WHAT THIS TASK INVOLVES
When you answer, give every record back exactly as written.

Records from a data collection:
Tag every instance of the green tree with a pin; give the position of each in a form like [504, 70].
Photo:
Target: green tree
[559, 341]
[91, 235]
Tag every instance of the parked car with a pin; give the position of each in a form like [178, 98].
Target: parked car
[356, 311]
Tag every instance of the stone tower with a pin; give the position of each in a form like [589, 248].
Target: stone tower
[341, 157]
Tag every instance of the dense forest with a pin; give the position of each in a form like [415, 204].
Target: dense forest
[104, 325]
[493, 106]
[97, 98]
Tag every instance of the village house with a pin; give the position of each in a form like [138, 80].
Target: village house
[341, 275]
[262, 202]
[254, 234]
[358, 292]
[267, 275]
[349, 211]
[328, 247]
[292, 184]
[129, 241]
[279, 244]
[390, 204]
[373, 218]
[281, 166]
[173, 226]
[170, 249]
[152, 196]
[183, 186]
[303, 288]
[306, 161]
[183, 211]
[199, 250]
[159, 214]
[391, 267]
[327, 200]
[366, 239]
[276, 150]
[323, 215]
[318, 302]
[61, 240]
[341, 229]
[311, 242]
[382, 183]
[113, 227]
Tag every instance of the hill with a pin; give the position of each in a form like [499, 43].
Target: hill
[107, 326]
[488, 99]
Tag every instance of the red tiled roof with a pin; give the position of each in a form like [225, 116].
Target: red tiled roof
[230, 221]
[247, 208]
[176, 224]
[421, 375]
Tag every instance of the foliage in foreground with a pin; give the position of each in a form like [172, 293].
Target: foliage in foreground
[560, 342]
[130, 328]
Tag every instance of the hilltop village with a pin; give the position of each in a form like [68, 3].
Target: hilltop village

ANSWER TO THE PROBLEM
Tag every instance of the green tree with a pin; give the position of each in a form like [504, 70].
Photo:
Target: green tree
[559, 341]
[91, 235]
Tag every instance of the parked car with a pin; give the position of each in a form like [178, 98].
Target: parked car
[356, 311]
Tag every instance of the stone tower with a pin; give the position of each in a form like [589, 248].
Target: stone tower
[341, 157]
Tag every instance of the dense forest with a pin; give the position of each in a form like [415, 204].
Target: dense forest
[104, 325]
[493, 106]
[97, 98]
Tag every instance of the village house with a pin; give the position of each in a form like [138, 80].
Target: village house
[341, 275]
[262, 202]
[254, 234]
[358, 292]
[267, 275]
[349, 211]
[328, 247]
[292, 184]
[129, 241]
[279, 244]
[390, 204]
[373, 218]
[281, 166]
[173, 226]
[170, 249]
[152, 196]
[183, 186]
[303, 288]
[306, 161]
[183, 211]
[199, 250]
[159, 214]
[391, 267]
[327, 200]
[366, 239]
[276, 150]
[323, 215]
[318, 302]
[61, 240]
[341, 229]
[311, 242]
[382, 183]
[113, 227]
Tag every instance of the hill with a pin; give the position of each in a form like [499, 43].
Target: hill
[107, 326]
[488, 99]
Tag every instance of the red tiled roof with a pin; give the position of each in a form like [225, 116].
Target: red tiled roof
[230, 221]
[247, 208]
[176, 224]
[421, 375]
Tag every instance of the foliage in foreground with a pin; give the position of each in a form like [172, 293].
Target: foliage in foreground
[560, 342]
[130, 328]
Tag every instance of the hilltop village with a pin; give the position of each in a form like [68, 3].
Target: hilltop village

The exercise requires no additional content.